La preuve : l’enseigne a accusé de sérieuses pertes au cours des dernières années pour sa filiale française. Dix-huit millions d’euros en 2023, 32 millions d’euros en 2024 et 20 millions d’euros pour l’exercice décalé, clos fin mars 2025. Dans ce contexte, l’enseigne a préféré se retirer plutôt que d’investir davantage. “Avec ce retrait, Colruyt se concentre sur ce qu’il sait faire et remet l’accent sur la Belgique et le Luxembourg”, pointe Pierre-Alexandre Billiet.
E.Leclerc, coupable désigné
Colruyt a dû surtout composer avec E.Leclerc, qui en poussant les prix vers le bas, a mis une pression énorme sur les marges des autres enseignes, et notamment celles de taille plus modeste comme Colruyt. “Colruyt n’a jamais atteint la taille critique pour être compétitif et cette guerre des prix limite les possibilités de marge suffisante”, ajoute le CEO de Gondola. En misant sur une image de prix bas et de simplicité, mais sans la notoriété ni la puissance logistique d’E.Leclerc, Colruyt a éprouvé des difficultés à se différencier auprès des consommateurs français, qui ont souvent préféré l’enseigne la plus connue et la plus implantée.
Si E.Leclerc se trouvait également dans la course à la reprise, c’est finalement le Groupement des Mousquetaires, la structure des adhérents propriétaires d’Intermarché, qui rafle la mise. Il met ainsi la main sur 81 magasins, 44 stations-services et 1.300 salariés pour un montant de 215 millions d’euros, soit environ 30% du chiffre d’affaires de Colruyt France (716 millions d’euros à fin mars 2025).

Enregistrements fournis:
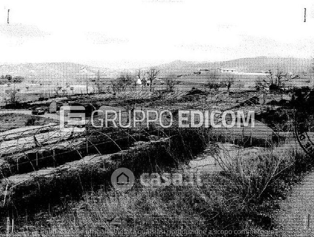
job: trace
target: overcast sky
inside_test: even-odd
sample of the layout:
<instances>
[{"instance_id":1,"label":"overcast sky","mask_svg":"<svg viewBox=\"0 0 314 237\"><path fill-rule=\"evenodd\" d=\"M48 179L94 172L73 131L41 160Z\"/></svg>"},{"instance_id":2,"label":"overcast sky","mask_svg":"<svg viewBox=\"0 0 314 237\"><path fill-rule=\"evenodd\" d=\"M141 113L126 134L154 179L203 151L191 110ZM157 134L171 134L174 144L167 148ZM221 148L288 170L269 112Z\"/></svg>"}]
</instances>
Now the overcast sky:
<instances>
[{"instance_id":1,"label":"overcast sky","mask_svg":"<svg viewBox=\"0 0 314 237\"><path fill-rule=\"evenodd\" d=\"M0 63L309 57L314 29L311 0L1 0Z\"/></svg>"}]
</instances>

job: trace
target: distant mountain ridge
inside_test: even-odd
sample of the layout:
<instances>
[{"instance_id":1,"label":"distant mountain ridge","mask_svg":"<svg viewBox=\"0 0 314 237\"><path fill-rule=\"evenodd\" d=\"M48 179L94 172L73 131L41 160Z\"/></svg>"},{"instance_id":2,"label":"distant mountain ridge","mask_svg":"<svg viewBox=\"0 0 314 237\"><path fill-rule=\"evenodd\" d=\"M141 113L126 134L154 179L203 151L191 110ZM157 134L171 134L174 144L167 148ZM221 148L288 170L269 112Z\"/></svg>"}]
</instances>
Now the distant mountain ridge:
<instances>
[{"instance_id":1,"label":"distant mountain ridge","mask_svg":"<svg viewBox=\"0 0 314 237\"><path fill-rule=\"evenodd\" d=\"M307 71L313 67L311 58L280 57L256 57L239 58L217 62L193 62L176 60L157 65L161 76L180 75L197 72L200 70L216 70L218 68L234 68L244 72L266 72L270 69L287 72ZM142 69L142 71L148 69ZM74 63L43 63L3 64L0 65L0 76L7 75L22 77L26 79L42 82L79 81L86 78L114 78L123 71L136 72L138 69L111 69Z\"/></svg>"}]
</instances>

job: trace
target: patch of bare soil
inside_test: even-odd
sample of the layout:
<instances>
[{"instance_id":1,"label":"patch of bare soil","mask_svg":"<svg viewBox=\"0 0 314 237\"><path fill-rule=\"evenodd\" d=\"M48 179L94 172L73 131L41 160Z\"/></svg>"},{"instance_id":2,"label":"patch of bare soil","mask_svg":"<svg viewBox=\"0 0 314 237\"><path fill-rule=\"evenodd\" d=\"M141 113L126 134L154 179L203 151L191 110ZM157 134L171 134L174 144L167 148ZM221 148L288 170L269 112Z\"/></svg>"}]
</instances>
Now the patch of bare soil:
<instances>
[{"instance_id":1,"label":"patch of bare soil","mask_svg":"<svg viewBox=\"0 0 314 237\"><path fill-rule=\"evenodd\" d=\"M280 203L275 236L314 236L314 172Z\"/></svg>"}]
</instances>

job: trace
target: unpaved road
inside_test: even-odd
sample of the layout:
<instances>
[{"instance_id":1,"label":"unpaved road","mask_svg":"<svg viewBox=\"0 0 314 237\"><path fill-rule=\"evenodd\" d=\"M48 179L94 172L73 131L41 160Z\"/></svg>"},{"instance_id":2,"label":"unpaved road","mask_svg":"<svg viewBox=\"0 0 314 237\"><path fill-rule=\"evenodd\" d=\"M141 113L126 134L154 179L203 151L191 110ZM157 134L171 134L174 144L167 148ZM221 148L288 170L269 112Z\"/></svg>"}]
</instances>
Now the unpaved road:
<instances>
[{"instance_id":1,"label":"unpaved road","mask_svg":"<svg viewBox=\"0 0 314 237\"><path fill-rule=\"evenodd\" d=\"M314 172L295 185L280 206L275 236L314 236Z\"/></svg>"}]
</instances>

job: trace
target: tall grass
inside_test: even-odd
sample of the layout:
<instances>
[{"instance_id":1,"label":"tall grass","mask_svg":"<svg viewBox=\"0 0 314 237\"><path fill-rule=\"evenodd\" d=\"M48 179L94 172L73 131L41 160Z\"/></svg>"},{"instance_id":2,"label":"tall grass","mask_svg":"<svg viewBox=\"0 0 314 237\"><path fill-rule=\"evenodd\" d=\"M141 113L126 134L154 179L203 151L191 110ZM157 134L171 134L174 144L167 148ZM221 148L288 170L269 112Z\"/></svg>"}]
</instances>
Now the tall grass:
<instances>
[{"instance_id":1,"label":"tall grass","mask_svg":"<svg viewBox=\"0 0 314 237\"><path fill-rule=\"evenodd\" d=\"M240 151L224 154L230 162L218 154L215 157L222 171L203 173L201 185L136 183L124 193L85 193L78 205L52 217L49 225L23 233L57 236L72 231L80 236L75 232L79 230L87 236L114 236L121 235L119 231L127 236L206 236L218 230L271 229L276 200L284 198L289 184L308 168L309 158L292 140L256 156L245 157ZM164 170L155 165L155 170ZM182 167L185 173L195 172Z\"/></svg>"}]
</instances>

Consigne: Poursuivez le texte sur le retrait de Colruyt du marché français en reprenant juste après sa dernière phrase.

Réponse attendue:
“Je ne suis pas dans le secret des négociations, mais cette reprise par Intermarché me semble être un pied de nez à Leclerc, dont l’arrivée au Luxembourg est difficile à digérer pour Colruyt, avance Pierre-Alexandre Billiet. D’autant que la politique des prix bas menée par E.Leclerc commence sérieusement à agacer les acteurs du marché.”
Reste que la promesse d’achat ne couvre pas la totalité des activités. Les fonctions support du siège de Rochefort-sur-Nenon, les 23 autres magasins Colruyt Prix Qualité, une station-service DATS 24 et les entrepôts de Dole Choisey, Rochefort-sur-Nenon et Gondreville-Fontenoy ne figurent pas dans l’offre ferme du Groupement, car “non compatibles avec le réseau actuel des Mousquetaires”.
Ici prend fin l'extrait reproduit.